WHAT YOU WILL DO
Your answer must be the exact lines from the one holding "Would you please pick out the child" through the final line of the records below, both included, and nothing more.

DATA TO USE
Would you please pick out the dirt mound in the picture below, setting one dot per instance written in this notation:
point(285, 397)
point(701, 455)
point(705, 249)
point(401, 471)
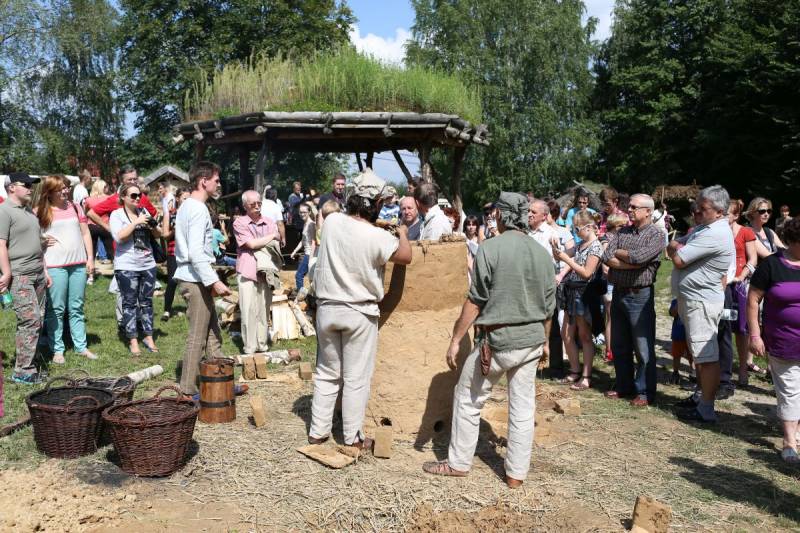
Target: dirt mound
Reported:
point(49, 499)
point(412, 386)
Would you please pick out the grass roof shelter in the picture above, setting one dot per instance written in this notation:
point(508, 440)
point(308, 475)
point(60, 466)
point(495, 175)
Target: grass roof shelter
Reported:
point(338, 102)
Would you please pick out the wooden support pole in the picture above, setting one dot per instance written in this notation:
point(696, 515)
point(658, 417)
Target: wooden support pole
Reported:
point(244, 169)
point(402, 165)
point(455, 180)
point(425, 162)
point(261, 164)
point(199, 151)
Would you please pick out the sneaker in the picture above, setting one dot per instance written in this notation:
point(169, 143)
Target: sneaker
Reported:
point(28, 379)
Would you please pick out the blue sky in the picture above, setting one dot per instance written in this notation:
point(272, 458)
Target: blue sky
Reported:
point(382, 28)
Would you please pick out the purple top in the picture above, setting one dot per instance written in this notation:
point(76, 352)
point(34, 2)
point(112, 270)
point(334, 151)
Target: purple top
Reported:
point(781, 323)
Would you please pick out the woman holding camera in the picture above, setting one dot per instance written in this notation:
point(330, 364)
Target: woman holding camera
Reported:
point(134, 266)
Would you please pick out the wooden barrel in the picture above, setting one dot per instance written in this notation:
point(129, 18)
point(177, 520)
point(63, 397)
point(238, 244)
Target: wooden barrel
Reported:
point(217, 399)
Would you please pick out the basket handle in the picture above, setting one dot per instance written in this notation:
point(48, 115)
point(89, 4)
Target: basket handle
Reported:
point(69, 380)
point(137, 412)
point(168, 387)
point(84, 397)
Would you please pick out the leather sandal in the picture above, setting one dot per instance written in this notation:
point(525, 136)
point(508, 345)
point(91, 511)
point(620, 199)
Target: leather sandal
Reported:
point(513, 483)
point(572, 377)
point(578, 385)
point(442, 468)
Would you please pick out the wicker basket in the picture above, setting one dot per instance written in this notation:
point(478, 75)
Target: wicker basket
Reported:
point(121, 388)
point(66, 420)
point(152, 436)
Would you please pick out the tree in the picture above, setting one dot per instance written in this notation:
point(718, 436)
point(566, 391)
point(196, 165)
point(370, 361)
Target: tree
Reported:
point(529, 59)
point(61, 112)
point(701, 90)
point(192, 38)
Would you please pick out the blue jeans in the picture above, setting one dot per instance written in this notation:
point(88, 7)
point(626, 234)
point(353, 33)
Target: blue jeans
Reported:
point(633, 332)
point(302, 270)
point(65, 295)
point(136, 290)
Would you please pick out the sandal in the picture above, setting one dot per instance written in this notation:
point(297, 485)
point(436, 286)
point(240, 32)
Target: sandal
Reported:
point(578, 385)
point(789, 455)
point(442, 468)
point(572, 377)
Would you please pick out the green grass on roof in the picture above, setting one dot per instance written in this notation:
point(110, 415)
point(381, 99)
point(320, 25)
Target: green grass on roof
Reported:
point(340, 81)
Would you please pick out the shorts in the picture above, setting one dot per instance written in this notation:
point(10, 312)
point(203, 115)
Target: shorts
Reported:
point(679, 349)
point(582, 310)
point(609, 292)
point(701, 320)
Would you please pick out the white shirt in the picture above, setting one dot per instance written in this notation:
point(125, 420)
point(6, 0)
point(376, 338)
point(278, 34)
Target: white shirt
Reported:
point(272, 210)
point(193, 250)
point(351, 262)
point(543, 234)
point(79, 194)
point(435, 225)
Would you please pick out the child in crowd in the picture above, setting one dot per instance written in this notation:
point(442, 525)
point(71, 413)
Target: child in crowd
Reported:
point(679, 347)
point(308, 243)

WRITTEN RESPONSE
Would you please pick out the child in crowd in the picture above, setting one dot per instance written in this notation:
point(442, 525)
point(71, 413)
Target: child in crowd
Reported:
point(679, 347)
point(308, 243)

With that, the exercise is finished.